- **Work request**
Repeat nothing but the lines below running from the one containing "column 297, row 118" to the one containing "column 185, row 97". Keep both end lines.

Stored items

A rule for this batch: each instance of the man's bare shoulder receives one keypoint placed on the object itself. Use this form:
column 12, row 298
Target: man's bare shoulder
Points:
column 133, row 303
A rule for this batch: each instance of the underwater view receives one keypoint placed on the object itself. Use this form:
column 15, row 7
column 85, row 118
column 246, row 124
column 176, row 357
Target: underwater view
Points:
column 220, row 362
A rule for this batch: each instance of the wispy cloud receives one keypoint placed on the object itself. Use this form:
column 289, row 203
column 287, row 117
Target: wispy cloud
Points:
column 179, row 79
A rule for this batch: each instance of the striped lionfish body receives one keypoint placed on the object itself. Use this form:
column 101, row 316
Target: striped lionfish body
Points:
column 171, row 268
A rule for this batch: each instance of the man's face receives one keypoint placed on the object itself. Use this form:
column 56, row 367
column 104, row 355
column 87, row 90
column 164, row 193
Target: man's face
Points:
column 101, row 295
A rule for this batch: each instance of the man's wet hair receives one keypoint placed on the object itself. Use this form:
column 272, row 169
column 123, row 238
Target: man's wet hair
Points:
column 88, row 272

...

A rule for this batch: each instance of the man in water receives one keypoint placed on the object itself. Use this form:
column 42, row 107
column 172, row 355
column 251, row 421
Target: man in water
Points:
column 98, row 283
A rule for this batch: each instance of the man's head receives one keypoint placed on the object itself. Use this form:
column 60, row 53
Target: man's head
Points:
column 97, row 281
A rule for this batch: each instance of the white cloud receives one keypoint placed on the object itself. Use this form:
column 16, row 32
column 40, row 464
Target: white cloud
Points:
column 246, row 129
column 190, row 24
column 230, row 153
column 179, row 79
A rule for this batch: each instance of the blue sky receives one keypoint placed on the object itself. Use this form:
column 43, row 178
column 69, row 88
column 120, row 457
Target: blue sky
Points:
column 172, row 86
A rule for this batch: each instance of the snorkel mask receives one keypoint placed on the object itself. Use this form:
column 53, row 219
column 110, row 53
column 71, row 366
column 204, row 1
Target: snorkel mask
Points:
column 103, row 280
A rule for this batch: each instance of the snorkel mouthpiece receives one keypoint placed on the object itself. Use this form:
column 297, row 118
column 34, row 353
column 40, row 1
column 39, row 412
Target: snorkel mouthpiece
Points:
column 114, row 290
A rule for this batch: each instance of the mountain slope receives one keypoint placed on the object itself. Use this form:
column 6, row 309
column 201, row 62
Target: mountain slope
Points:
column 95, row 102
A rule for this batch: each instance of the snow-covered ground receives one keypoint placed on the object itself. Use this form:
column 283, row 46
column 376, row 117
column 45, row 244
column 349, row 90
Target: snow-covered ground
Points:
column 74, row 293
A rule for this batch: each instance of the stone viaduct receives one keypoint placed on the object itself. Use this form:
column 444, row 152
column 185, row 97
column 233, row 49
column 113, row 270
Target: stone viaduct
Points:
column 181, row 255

---

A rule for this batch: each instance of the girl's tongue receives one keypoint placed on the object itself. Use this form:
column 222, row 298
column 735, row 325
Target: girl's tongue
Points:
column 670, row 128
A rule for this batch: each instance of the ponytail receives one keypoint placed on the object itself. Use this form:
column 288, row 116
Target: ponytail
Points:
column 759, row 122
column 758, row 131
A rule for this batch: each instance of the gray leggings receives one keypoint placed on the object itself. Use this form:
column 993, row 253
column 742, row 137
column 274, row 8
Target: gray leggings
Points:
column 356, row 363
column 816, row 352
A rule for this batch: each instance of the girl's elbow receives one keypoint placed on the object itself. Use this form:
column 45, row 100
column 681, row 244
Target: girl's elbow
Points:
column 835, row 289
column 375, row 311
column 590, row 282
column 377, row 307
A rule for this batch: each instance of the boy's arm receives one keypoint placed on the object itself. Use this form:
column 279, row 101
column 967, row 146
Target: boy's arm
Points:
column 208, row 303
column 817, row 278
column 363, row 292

- **Answer for this exercise**
column 297, row 118
column 34, row 353
column 40, row 1
column 39, row 412
Target: snorkel mouthpiece
Points:
column 114, row 290
A rule for this batch: each instance of the mountain slope receives one keypoint placed on the object itself. Use this form:
column 6, row 309
column 201, row 62
Target: mountain slope
Points:
column 95, row 102
A rule for this batch: each instance of the snow-covered ground receives one keypoint placed on the object itself. Use this form:
column 283, row 46
column 376, row 117
column 45, row 244
column 349, row 90
Target: snow-covered ground
Points:
column 74, row 293
A rule for this batch: each instance of the stone viaduct receives one keypoint placed on the object itself. Use this form:
column 444, row 152
column 185, row 97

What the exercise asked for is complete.